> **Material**
---*---

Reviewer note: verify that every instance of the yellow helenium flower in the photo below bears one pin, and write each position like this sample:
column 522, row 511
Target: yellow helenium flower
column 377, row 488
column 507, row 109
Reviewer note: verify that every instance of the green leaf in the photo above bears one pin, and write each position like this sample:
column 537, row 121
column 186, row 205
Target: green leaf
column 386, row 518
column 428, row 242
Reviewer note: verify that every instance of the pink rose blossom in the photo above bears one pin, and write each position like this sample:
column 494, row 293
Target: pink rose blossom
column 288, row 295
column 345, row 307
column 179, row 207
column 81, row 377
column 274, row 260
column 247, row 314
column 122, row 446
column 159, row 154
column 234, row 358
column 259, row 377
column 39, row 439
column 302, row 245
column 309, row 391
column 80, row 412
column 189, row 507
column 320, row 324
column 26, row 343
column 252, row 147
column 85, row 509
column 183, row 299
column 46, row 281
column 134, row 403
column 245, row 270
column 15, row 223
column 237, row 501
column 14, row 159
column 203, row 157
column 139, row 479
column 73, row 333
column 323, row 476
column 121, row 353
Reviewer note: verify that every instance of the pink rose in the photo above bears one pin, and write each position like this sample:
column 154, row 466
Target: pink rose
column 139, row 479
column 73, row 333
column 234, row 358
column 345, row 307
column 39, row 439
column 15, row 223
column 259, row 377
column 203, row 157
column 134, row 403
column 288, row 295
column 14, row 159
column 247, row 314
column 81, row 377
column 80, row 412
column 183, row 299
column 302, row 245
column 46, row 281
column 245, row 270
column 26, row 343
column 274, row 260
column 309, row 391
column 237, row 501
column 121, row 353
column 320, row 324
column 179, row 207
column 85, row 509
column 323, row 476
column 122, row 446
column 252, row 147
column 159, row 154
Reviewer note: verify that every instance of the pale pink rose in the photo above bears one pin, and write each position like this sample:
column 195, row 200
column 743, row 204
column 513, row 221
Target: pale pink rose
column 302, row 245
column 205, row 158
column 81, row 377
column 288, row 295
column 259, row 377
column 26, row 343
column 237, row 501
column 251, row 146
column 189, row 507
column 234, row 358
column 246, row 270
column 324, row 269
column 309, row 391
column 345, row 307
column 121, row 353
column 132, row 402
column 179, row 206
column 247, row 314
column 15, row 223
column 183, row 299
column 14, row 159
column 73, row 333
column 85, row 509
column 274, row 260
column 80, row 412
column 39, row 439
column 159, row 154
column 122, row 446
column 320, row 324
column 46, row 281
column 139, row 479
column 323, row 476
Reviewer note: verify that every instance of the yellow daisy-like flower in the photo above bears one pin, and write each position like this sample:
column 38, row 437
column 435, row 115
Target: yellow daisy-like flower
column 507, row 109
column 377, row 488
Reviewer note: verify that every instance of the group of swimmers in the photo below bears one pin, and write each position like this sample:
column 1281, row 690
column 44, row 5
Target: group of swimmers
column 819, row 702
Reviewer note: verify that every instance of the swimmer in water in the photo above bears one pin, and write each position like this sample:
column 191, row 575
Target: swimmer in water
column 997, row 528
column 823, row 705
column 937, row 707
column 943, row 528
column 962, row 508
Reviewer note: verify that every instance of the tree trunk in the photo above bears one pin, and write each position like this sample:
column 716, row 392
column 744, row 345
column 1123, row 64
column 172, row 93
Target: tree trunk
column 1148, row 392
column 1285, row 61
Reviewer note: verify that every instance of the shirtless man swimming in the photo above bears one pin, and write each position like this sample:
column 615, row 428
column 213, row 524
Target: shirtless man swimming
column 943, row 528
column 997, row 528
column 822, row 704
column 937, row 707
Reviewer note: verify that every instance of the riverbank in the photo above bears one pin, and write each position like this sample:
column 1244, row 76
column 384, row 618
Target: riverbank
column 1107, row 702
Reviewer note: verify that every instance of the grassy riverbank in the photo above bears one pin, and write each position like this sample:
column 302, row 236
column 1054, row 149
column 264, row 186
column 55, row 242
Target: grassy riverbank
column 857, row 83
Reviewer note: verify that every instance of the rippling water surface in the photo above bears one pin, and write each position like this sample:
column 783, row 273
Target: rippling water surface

---*---

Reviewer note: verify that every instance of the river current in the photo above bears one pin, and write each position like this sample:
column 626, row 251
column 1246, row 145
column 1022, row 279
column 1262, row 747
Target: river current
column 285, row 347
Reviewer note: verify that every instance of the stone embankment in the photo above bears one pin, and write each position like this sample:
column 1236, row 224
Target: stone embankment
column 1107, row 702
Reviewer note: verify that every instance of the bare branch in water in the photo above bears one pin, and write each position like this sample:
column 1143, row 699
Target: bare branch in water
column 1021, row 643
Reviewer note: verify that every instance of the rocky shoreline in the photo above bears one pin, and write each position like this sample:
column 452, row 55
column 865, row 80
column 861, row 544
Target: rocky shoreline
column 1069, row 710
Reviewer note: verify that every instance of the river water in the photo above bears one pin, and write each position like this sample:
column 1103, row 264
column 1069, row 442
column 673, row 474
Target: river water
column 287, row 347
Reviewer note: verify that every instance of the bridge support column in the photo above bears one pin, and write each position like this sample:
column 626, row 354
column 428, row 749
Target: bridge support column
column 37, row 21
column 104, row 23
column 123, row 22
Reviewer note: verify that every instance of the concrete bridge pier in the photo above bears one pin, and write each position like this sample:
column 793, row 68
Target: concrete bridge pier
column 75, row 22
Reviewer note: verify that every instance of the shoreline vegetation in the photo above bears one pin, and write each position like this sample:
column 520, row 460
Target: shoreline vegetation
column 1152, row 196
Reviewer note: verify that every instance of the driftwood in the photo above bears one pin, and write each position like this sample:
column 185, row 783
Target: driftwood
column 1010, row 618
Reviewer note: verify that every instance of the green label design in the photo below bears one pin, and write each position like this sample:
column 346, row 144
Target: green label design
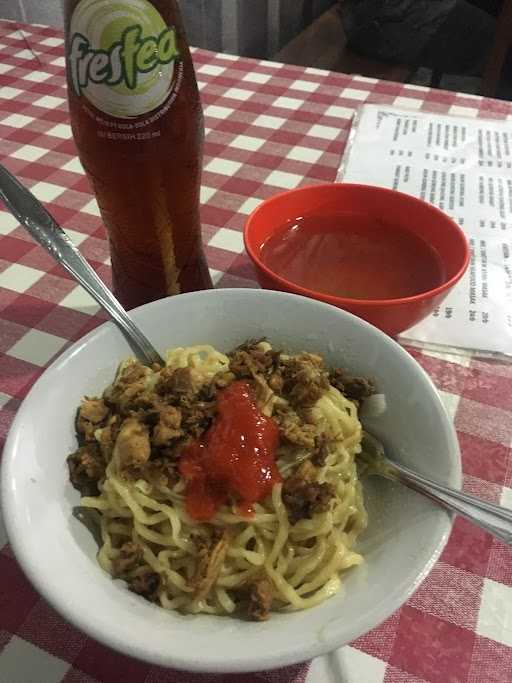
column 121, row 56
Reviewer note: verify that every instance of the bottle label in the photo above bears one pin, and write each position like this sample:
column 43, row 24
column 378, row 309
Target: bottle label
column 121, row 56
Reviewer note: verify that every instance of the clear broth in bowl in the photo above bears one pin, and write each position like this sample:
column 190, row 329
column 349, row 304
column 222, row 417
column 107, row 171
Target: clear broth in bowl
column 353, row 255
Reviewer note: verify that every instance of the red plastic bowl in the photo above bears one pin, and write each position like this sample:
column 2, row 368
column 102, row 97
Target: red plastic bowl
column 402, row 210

---*---

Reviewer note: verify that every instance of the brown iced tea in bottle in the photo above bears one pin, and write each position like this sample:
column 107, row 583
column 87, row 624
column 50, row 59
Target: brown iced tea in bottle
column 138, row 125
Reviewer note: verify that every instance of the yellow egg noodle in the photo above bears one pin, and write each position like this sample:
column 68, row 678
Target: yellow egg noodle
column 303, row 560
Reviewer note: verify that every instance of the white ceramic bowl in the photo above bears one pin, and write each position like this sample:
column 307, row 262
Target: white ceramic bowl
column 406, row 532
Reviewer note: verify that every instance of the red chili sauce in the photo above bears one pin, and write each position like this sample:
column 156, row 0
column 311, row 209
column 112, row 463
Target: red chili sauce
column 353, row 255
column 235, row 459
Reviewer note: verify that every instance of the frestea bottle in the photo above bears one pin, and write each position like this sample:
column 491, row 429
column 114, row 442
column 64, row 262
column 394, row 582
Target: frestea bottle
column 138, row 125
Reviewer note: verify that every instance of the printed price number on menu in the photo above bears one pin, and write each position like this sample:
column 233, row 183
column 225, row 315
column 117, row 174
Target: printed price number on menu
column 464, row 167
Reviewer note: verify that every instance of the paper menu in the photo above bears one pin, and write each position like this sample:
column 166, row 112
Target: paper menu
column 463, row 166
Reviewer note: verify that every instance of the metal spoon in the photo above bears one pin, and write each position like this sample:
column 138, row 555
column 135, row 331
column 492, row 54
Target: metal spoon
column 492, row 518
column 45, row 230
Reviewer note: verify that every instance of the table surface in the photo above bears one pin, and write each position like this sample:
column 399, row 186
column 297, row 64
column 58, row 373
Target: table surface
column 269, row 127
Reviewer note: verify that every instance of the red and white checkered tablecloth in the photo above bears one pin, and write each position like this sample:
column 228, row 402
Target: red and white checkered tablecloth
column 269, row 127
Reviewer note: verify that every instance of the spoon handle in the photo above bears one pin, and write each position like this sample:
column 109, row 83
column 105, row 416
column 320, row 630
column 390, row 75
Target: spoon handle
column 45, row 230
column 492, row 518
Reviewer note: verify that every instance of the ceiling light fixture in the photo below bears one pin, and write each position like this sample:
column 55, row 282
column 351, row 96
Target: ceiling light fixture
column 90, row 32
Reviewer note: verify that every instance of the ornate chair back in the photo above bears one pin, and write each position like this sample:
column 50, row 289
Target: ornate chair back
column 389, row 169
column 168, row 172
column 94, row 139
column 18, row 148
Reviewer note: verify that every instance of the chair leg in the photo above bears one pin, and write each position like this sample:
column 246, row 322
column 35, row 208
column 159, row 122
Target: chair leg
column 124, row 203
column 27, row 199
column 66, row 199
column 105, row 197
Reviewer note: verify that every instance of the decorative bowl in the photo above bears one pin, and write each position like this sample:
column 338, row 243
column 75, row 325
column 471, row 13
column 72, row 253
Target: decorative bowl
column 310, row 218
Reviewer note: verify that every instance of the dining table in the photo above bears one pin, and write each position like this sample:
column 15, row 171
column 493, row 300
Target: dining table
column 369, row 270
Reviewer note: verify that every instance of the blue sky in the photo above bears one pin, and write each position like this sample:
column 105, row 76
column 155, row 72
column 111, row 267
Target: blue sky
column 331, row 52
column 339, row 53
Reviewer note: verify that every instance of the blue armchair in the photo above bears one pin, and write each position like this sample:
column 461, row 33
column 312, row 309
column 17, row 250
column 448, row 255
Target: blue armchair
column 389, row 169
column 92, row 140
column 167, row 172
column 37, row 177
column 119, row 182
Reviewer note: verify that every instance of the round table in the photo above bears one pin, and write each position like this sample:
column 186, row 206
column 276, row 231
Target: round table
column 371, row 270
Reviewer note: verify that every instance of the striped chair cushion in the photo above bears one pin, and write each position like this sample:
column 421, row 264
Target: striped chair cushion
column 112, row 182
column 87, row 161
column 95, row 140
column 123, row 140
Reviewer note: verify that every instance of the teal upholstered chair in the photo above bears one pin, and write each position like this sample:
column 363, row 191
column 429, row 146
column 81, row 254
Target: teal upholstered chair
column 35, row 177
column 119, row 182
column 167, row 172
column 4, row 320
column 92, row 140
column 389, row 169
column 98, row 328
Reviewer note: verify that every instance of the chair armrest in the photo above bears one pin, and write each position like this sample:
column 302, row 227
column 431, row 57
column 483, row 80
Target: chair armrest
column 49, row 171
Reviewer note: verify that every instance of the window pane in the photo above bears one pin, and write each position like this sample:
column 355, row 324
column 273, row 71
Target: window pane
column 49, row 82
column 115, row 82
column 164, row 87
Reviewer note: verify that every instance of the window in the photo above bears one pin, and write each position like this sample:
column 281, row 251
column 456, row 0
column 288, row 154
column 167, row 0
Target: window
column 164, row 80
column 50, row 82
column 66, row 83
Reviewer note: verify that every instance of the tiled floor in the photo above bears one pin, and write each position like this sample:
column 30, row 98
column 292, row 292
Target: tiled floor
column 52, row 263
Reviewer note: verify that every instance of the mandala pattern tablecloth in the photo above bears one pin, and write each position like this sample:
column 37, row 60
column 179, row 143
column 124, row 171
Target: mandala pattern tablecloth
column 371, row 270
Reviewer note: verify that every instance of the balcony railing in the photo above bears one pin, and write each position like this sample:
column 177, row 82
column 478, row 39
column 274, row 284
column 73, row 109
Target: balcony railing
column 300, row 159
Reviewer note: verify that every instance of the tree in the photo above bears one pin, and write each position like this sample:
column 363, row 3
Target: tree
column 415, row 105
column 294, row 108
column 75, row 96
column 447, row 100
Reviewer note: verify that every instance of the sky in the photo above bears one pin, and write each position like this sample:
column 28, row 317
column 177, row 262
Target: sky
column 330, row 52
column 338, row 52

---*---

> **Die Aufgabenstellung**
In welchen Zeilen des Materials steht das Wort „support“? Finde sie alle und schreib jede davon vollständig ab.

> **Lösung der Aufgabe**
Reviewer note: verify that every instance of the bridge support column in the photo above bears one pin, and write each position like this sample:
Target: bridge support column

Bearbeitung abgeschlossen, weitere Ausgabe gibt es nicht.